■ データ行 ■
▬▬▬

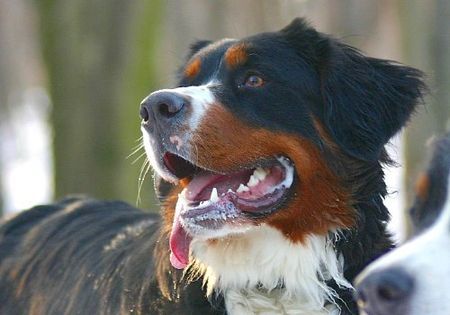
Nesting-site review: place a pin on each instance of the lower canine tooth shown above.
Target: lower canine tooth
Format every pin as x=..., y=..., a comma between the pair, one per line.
x=214, y=195
x=260, y=173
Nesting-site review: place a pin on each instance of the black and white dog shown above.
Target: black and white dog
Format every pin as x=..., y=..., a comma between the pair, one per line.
x=269, y=152
x=413, y=279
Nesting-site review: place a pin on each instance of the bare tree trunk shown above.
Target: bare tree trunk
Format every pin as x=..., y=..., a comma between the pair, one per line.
x=91, y=50
x=426, y=33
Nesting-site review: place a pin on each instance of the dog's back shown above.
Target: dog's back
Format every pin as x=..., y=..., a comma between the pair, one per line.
x=83, y=256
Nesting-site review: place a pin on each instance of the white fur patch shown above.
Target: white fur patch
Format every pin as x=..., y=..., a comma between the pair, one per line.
x=262, y=272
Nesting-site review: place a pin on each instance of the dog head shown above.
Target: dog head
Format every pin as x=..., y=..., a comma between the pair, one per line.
x=282, y=130
x=413, y=278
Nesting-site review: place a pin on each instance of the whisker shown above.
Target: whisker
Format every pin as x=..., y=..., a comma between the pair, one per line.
x=135, y=150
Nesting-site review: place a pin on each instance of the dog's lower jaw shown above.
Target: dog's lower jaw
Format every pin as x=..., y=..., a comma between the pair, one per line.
x=262, y=272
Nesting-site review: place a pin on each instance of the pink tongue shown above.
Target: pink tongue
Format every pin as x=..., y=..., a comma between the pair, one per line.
x=179, y=246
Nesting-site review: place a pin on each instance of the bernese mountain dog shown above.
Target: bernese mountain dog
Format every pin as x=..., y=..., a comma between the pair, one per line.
x=413, y=279
x=268, y=157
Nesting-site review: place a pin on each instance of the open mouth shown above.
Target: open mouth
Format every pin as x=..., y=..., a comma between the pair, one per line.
x=214, y=204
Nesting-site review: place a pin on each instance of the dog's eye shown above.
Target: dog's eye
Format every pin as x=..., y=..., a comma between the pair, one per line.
x=254, y=81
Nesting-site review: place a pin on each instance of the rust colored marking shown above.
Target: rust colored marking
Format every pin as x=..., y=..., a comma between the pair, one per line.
x=193, y=68
x=422, y=186
x=236, y=55
x=319, y=203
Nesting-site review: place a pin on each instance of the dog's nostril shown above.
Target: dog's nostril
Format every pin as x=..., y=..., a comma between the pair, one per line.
x=385, y=289
x=144, y=113
x=394, y=289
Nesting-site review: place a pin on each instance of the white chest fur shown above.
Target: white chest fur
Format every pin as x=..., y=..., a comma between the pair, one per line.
x=262, y=272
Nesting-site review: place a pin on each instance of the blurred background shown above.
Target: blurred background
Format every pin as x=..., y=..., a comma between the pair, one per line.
x=72, y=75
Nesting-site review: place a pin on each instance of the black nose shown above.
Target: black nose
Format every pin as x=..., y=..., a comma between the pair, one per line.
x=161, y=105
x=385, y=292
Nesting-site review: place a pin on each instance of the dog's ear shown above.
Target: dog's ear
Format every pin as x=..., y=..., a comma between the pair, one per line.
x=365, y=100
x=196, y=47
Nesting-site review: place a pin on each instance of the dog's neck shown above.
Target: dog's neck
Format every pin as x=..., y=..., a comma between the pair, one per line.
x=264, y=272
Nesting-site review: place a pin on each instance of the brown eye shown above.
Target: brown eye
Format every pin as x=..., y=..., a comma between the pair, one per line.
x=254, y=81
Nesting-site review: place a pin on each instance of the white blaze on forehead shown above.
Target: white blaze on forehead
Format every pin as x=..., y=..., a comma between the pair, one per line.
x=200, y=98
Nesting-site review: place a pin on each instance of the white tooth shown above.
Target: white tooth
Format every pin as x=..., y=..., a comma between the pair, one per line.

▬▬▬

■ 作成する内容 ■
上のエントリをすべて対象に、各行を番号付きリストとして並べてください。空行は除き、画像は回答に入れないでください。

■ 回答全文 ■
1. Nesting-site review: place a pin on each instance of the lower canine tooth shown above.
2. Target: lower canine tooth
3. Format every pin as x=..., y=..., a comma between the pair, one per line.
4. x=214, y=195
5. x=260, y=173
6. Nesting-site review: place a pin on each instance of the black and white dog shown above.
7. Target: black and white dog
8. Format every pin as x=..., y=..., a comma between the pair, one per line.
9. x=269, y=152
10. x=413, y=279
11. Nesting-site review: place a pin on each instance of the bare tree trunk shown above.
12. Target: bare tree trunk
13. Format every pin as x=..., y=..., a comma between the pair, one per line.
14. x=91, y=50
15. x=426, y=33
16. Nesting-site review: place a pin on each instance of the dog's back shown above.
17. Target: dog's back
18. Format every pin as x=..., y=..., a comma between the pair, one per line.
19. x=83, y=256
20. Nesting-site review: place a pin on each instance of the white fur patch shown above.
21. Target: white fur patch
22. Format every pin as x=..., y=..., a comma between the pair, one per line.
23. x=262, y=272
24. Nesting-site review: place a pin on each instance of the dog head shown above.
25. Target: dog head
26. Format every pin as x=..., y=..., a comma between the pair, one per line.
27. x=282, y=130
28. x=413, y=278
29. Nesting-site review: place a pin on each instance of the whisker shown above.
30. Target: whisker
31. Format every pin as x=..., y=..., a comma between the pair, one per line.
32. x=135, y=150
33. Nesting-site review: place a pin on each instance of the dog's lower jaw shown above.
34. Target: dog's lower jaw
35. Format every pin as x=..., y=..., a comma between the pair, one per line.
36. x=262, y=272
37. Nesting-site review: place a pin on each instance of the pink tongue shown above.
38. Target: pink tongue
39. Format every pin as x=..., y=..., a comma between the pair, one per line.
40. x=179, y=246
41. Nesting-site review: place a pin on each instance of the bernese mountain dog shown above.
42. Target: bernese mountain dog
43. Format every pin as x=..., y=..., a comma between the pair, one per line.
44. x=413, y=279
45. x=268, y=157
46. Nesting-site review: place a pin on each instance of the open mouth shown above.
47. Target: open mouth
48. Format every pin as x=..., y=..., a comma between the pair, one per line.
49. x=214, y=204
50. Nesting-site review: place a pin on each instance of the dog's eye shown above.
51. Target: dog's eye
52. Format every pin as x=..., y=..., a comma between the pair, one per line.
53. x=254, y=81
54. Nesting-site review: place a pin on each instance of the rust colored marking shown above.
55. Target: rust colored marking
56. Format every pin as x=..., y=..., a comma between the pair, one per line.
57. x=193, y=68
58. x=422, y=186
59. x=236, y=55
60. x=319, y=203
61. Nesting-site review: place a pin on each instance of the dog's nostril shown above.
62. Target: dog's nostril
63. Format every pin as x=..., y=..., a comma between the pair, one per line.
64. x=385, y=289
65. x=144, y=113
66. x=394, y=289
67. Nesting-site review: place a pin on each instance of the white chest fur shown above.
68. Target: white chest fur
69. Format every pin as x=..., y=..., a comma between the pair, one per line.
70. x=262, y=272
71. Nesting-site review: place a pin on each instance of the blurred background shown above.
72. Target: blurred background
73. Format every pin as x=..., y=..., a comma between the pair, one per line.
74. x=72, y=75
75. Nesting-site review: place a pin on each instance of the black nose shown above.
76. Target: black nose
77. Format every pin as x=..., y=..., a comma between the pair, one per line.
78. x=161, y=105
79. x=385, y=292
80. Nesting-site review: place a pin on each instance of the dog's ear shown above.
81. Target: dog's ear
82. Format every pin as x=..., y=..., a comma between the pair, one per line.
83. x=365, y=100
84. x=196, y=47
85. Nesting-site review: place a pin on each instance of the dog's neck shown above.
86. Target: dog's neck
87. Format every pin as x=..., y=..., a comma between the pair, one per line.
88. x=264, y=272
89. Nesting-site review: place a pin on each instance of the brown eye shown above.
90. Target: brown eye
91. Format every pin as x=..., y=..., a comma between the pair, one per line.
92. x=254, y=81
93. Nesting-site review: place a pin on each instance of the white blaze on forehead shown above.
94. Target: white blaze on forehead
95. Format every pin as x=..., y=..., a comma between the pair, one per line.
96. x=200, y=98
97. Nesting-site review: place a pin on each instance of the white tooth shown above.
98. Target: white tooth
99. Format every pin as x=..., y=..., a comma between the pair, one per line.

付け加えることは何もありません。